## YOUR OBJECTIVE
Copy the following lines word for word, without changing anything.

## PROVIDED ENTRIES

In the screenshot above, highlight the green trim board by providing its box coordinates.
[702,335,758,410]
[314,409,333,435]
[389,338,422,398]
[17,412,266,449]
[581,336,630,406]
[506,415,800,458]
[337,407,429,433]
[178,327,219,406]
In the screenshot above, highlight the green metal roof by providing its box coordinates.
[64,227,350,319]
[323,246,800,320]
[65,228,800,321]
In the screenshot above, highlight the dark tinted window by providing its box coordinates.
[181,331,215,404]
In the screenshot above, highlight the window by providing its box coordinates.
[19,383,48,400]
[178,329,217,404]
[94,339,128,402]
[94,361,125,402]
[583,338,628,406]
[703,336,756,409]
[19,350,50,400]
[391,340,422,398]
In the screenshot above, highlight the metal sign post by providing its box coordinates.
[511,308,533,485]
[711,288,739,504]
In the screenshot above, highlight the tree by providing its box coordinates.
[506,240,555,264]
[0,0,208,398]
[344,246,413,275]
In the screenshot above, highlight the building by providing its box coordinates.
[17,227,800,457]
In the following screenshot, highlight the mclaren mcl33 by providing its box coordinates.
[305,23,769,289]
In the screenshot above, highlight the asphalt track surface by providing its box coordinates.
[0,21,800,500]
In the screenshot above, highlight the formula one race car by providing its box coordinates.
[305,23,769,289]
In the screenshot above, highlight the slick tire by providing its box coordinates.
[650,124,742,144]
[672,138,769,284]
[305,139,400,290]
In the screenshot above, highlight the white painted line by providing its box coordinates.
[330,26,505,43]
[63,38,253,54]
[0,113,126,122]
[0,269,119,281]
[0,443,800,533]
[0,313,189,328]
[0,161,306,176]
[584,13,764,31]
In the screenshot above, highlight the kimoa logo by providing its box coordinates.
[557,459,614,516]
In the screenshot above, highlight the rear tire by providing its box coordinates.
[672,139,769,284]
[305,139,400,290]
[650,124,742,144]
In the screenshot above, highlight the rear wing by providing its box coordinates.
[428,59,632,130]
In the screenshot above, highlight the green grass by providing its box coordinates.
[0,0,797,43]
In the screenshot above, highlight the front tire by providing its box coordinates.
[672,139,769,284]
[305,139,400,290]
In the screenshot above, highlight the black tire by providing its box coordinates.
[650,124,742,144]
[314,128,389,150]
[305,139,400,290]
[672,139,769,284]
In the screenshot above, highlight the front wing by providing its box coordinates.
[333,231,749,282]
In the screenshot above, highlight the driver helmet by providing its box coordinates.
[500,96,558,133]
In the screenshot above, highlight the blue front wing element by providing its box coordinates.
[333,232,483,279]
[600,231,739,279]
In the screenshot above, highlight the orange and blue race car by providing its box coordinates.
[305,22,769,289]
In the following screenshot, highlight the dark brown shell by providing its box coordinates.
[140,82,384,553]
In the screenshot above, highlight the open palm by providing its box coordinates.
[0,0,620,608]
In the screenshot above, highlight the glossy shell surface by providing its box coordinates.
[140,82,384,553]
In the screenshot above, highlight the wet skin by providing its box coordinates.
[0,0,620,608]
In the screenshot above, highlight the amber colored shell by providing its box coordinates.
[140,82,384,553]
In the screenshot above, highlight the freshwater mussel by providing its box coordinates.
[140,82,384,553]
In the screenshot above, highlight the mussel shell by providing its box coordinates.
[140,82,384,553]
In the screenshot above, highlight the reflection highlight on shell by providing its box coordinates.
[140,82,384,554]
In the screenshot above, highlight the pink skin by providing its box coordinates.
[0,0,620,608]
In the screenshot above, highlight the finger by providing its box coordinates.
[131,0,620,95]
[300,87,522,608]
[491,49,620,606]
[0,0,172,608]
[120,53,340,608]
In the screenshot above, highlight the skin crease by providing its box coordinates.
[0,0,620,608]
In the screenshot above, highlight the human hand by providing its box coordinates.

## SOLUTION
In the screenshot above, highlight the green trim board by providing its box coordinates.
[702,335,758,410]
[314,409,333,435]
[389,338,422,398]
[17,412,266,449]
[581,336,630,406]
[506,415,800,458]
[337,407,429,433]
[178,327,219,406]
In the screenshot above, highlight the green metal roof by providing its box coordinates.
[64,227,350,319]
[323,246,800,320]
[65,228,800,321]
In the screenshot above, highlight the dark tinted window by providing its box coordinates.
[181,331,215,404]
In the screenshot above, highlight the window by providing its box coordinates.
[19,383,48,400]
[178,329,217,404]
[94,339,128,402]
[94,361,125,402]
[583,338,628,406]
[703,336,756,409]
[19,350,50,400]
[391,340,422,398]
In the screenshot above, highlight the metal sign post by providing its box coordinates.
[511,308,533,485]
[711,288,739,504]
In the screenshot above, highlight the tree by providing its box coordinates.
[506,240,555,264]
[0,0,208,398]
[344,246,413,275]
In the screenshot above, highlight the building by providing its box coordinates.
[17,227,800,457]
In the following screenshot, highlight the mclaren mcl33 by providing its box coordinates.
[305,23,769,289]
In the screenshot above, highlight the asphalt track surface by providing its box coordinates.
[0,21,800,500]
In the screenshot above, highlight the formula one race car by providing its box coordinates.
[305,23,769,289]
In the screenshot above, highlight the slick tire by providing its box coordinates.
[650,124,742,144]
[672,138,769,284]
[305,139,400,290]
In the screenshot above, highlight the white painted line by providing its box coordinates.
[330,26,505,43]
[63,38,253,54]
[0,113,126,122]
[0,269,119,281]
[0,443,800,533]
[0,313,189,328]
[0,161,306,176]
[584,13,764,31]
In the screenshot above, highlight the kimoa logo by providing its box coordinates.
[557,459,614,516]
In the screenshot above, highlight the rear tire by providing its box coordinates.
[672,139,769,284]
[305,139,400,290]
[650,124,742,144]
In the screenshot above, highlight the rear wing by providing its box coordinates.
[428,59,632,130]
In the screenshot above, highlight the green grass by providing its box coordinates.
[0,0,797,43]
In the screenshot above, highlight the front tire by providing its box coordinates.
[672,139,769,284]
[305,139,400,290]
In the screenshot above, highlight the black tire by providing its box coordinates.
[650,124,742,144]
[314,128,389,150]
[305,139,400,290]
[672,139,769,284]
In the screenshot above, highlight the front wing by providing its box coordinates.
[333,231,749,282]
In the screenshot above, highlight the driver helmet by providing its box coordinates.
[500,96,558,133]
In the screenshot above, highlight the blue front wing element by providing its box coordinates.
[333,232,483,279]
[600,231,739,279]
In the screenshot above, highlight the orange and blue race car by providing its box coordinates.
[305,22,769,289]
In the following screenshot, highlight the dark brown shell by providing its box coordinates.
[140,82,384,553]
In the screenshot above, highlight the open palm by providing its box coordinates.
[0,0,620,608]
In the screenshot above, highlight the glossy shell surface by providing its box coordinates.
[140,82,384,553]
In the screenshot above, highlight the wet skin by providing its box coordinates.
[0,0,620,608]
In the screenshot above, highlight the amber colored shell by providing its box coordinates.
[140,82,384,553]
In the screenshot above, highlight the freshwater mussel by providing its box coordinates.
[140,82,384,553]
In the screenshot above, highlight the mussel shell by providing its box coordinates.
[140,82,384,553]
In the screenshot above, highlight the reflection highlight on shell by providing its box coordinates.
[140,82,384,554]
In the screenshot above, highlight the pink skin by providing its box coordinates.
[0,0,620,608]
In the screenshot above, highlight the finger by providing its box coordinates.
[131,0,620,95]
[300,87,522,608]
[491,49,620,606]
[0,0,172,608]
[120,53,340,608]
In the screenshot above, highlight the skin crease by providing its box coordinates.
[0,0,620,608]
In the screenshot above, highlight the human hand by providing its box coordinates.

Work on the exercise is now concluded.